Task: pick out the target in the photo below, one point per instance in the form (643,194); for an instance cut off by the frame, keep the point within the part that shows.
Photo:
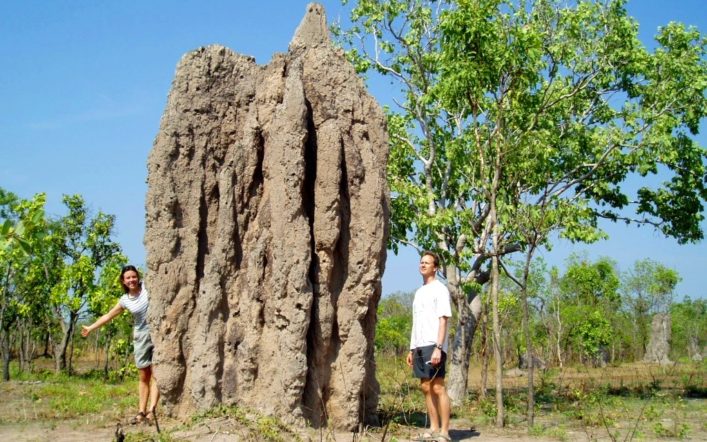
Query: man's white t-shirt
(431,303)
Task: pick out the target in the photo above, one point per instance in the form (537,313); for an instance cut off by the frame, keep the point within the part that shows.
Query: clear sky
(84,83)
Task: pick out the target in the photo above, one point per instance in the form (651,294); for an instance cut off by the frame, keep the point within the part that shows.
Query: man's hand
(436,358)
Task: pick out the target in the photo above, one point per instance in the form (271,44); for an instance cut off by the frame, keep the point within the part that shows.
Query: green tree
(394,322)
(86,247)
(590,305)
(689,328)
(106,294)
(529,115)
(25,247)
(648,289)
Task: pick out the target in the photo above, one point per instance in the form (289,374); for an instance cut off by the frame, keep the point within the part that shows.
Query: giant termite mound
(267,220)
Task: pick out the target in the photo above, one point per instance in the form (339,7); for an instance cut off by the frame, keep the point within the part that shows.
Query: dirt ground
(221,430)
(25,415)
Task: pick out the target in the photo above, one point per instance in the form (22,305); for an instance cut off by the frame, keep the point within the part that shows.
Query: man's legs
(431,403)
(441,400)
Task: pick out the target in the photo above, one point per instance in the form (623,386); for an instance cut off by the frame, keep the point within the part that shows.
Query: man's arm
(441,334)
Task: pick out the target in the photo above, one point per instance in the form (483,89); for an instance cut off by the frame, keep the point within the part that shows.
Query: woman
(135,300)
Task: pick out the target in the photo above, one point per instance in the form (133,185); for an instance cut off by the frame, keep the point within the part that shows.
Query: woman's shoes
(138,418)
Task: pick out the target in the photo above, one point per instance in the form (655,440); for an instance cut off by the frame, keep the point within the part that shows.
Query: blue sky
(84,84)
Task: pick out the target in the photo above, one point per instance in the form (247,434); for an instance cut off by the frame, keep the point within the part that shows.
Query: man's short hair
(435,257)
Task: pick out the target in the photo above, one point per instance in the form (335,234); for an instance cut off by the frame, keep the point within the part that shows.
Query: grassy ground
(628,402)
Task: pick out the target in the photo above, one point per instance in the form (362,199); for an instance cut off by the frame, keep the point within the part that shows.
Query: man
(431,311)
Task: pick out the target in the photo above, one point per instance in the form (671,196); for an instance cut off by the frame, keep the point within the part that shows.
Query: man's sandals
(150,417)
(138,418)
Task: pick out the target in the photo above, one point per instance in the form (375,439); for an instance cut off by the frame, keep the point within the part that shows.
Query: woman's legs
(154,393)
(144,387)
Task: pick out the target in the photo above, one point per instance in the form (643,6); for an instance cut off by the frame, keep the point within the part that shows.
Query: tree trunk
(497,350)
(5,348)
(528,339)
(467,321)
(61,351)
(107,363)
(484,352)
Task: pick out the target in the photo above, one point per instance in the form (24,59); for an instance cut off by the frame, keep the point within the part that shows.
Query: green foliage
(90,256)
(394,323)
(647,289)
(688,327)
(518,120)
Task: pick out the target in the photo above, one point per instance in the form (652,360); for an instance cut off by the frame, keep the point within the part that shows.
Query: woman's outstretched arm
(103,320)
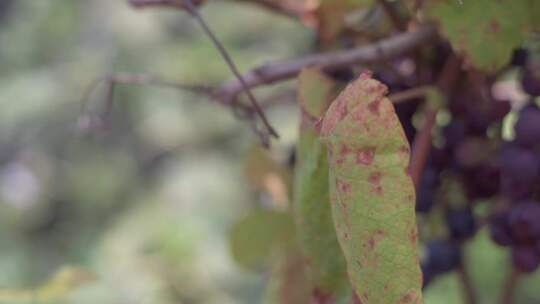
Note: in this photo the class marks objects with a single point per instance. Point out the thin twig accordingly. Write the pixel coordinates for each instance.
(418, 92)
(278, 71)
(195, 14)
(509, 287)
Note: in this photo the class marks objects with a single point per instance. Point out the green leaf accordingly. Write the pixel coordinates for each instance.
(258, 236)
(331, 15)
(484, 31)
(372, 194)
(312, 212)
(287, 283)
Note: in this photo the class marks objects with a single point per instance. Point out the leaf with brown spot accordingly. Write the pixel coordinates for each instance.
(311, 204)
(374, 215)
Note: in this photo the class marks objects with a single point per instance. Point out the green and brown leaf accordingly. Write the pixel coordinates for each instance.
(312, 211)
(372, 195)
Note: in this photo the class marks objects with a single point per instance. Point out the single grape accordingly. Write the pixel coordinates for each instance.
(524, 221)
(519, 57)
(525, 258)
(442, 256)
(461, 223)
(499, 228)
(527, 128)
(425, 196)
(454, 133)
(498, 110)
(519, 171)
(482, 181)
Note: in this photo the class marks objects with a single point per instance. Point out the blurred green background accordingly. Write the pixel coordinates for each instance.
(144, 206)
(139, 212)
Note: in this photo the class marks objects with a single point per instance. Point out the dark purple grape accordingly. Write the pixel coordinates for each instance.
(461, 223)
(482, 181)
(527, 127)
(530, 81)
(439, 159)
(471, 152)
(524, 222)
(519, 171)
(499, 228)
(425, 196)
(405, 112)
(519, 57)
(442, 256)
(525, 258)
(477, 122)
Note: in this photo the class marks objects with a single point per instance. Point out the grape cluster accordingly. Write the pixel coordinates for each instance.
(518, 225)
(463, 170)
(470, 163)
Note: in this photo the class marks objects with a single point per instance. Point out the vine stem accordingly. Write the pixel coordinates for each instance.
(509, 287)
(192, 10)
(399, 97)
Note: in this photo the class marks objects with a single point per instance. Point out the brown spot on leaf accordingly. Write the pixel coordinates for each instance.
(374, 239)
(413, 236)
(364, 156)
(343, 154)
(321, 297)
(343, 186)
(375, 180)
(494, 27)
(407, 298)
(374, 106)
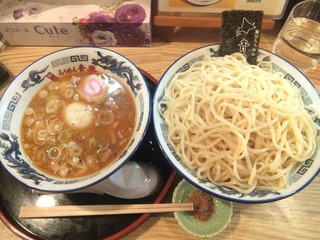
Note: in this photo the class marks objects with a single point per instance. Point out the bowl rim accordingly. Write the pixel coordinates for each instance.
(92, 180)
(284, 195)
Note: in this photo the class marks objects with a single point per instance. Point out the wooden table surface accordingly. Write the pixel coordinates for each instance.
(297, 217)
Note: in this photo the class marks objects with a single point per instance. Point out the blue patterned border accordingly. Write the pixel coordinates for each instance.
(9, 112)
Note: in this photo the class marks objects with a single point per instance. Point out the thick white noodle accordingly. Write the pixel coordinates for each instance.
(237, 125)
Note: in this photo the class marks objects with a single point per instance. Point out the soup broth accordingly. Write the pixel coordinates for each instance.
(77, 125)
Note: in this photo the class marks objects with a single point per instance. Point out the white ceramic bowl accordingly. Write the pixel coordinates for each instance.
(16, 97)
(298, 179)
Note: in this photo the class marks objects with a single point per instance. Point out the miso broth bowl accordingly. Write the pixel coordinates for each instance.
(73, 118)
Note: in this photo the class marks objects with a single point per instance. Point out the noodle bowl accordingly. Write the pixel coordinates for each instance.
(238, 126)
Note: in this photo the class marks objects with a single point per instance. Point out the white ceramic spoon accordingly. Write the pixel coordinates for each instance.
(133, 180)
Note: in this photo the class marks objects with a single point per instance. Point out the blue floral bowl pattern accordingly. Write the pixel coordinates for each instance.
(298, 179)
(33, 78)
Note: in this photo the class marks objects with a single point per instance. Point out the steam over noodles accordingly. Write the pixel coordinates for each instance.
(239, 126)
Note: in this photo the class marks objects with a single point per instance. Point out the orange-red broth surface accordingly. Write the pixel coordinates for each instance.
(78, 125)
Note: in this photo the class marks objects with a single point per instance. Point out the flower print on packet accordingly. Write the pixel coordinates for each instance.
(122, 26)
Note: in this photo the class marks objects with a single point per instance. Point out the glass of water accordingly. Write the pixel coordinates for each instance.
(299, 39)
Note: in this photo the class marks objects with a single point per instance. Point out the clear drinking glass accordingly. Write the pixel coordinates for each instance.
(299, 39)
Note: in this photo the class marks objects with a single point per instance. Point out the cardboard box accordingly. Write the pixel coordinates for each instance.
(76, 22)
(274, 9)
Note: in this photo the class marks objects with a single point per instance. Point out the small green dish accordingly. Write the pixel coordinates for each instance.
(218, 222)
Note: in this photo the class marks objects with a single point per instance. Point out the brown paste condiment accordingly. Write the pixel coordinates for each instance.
(203, 205)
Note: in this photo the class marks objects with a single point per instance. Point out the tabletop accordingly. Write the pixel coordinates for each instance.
(296, 217)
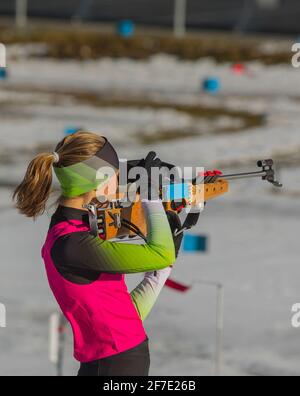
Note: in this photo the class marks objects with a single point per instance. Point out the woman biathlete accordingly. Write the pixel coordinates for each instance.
(85, 273)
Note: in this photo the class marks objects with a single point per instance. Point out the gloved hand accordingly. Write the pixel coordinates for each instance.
(149, 188)
(175, 224)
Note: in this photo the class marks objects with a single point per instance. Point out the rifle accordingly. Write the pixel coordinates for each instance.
(118, 220)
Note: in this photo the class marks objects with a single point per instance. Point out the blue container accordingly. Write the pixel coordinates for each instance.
(70, 130)
(3, 73)
(126, 28)
(195, 243)
(211, 85)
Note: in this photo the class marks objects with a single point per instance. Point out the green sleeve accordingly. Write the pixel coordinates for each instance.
(128, 258)
(145, 295)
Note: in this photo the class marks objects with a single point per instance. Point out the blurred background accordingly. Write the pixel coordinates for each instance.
(203, 83)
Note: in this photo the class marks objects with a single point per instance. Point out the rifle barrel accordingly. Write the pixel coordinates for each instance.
(236, 176)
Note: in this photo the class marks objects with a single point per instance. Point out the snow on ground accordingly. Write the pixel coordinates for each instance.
(253, 231)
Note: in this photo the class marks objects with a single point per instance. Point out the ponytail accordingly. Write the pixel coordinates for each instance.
(33, 193)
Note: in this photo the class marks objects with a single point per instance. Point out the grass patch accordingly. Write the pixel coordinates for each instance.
(81, 43)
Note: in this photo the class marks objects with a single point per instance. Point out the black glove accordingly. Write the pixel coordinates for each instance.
(175, 224)
(152, 186)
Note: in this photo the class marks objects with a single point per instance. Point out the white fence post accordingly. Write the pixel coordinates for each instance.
(180, 18)
(219, 354)
(21, 13)
(2, 315)
(57, 340)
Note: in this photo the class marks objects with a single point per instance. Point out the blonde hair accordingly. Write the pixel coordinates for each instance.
(32, 194)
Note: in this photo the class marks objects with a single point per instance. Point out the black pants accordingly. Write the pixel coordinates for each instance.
(132, 363)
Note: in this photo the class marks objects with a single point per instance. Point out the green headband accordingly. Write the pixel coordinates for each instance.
(87, 176)
(78, 179)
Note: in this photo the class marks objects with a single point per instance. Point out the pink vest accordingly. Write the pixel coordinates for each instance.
(102, 315)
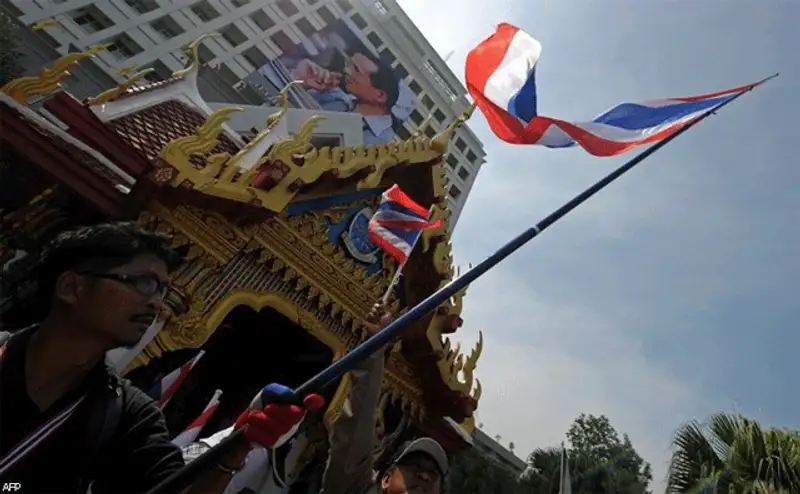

───

For this exercise, output only the lines from the one bearing "the rifle barrel" to the end of the material above, exactly as written, with pictures left out.

Solved exercise
Note: in this photo the class marks objects with a single point per instance. Point out the rifle barrel accordingly. Write the pixel coordinates for each instance.
(236, 176)
Note: in this photo the class marks objects with a single point per instance. Point out the snow on ground accordingly. Write the pixel coordinates for each instance.
(253, 231)
Note: in this photo the class marks objects with a single point per instance. Point out the ponytail accordingly. Write the pixel coordinates for each instance.
(33, 193)
Note: in this photo the class marks objects with a single point per instance. Point out the grass patch accordingly. Write the pixel coordinates for each instance.
(81, 43)
Note: in this photo the class marks objects with a single point per instance. Point out the black glove accordingly. Write the pixel coordinates for each instance.
(175, 224)
(152, 186)
Note: in this photo the class marks objects with a single point per instance. Point out the white fence post accordingly. Write the pixel coordinates for each instance.
(180, 18)
(219, 354)
(21, 13)
(2, 315)
(57, 340)
Note: in this photo the class marks objects with a single point per instance. Point out the blonde hair accordingly. Write the pixel coordinates for each instance.
(32, 194)
Note: in this photo the class marks objects with a single point per instance. Point out the black pants accordingly. Write the pixel coordinates for each instance.
(132, 363)
Note: in this photo the class marks objects with a single point per instance. Point out the green headband accordingly. Write the pixel coordinates for each instance.
(87, 176)
(78, 179)
Note: in this photo the class marks objects with a single point per instance. Point out the pink vest accordingly. Write the pixel coordinates for each instance.
(102, 315)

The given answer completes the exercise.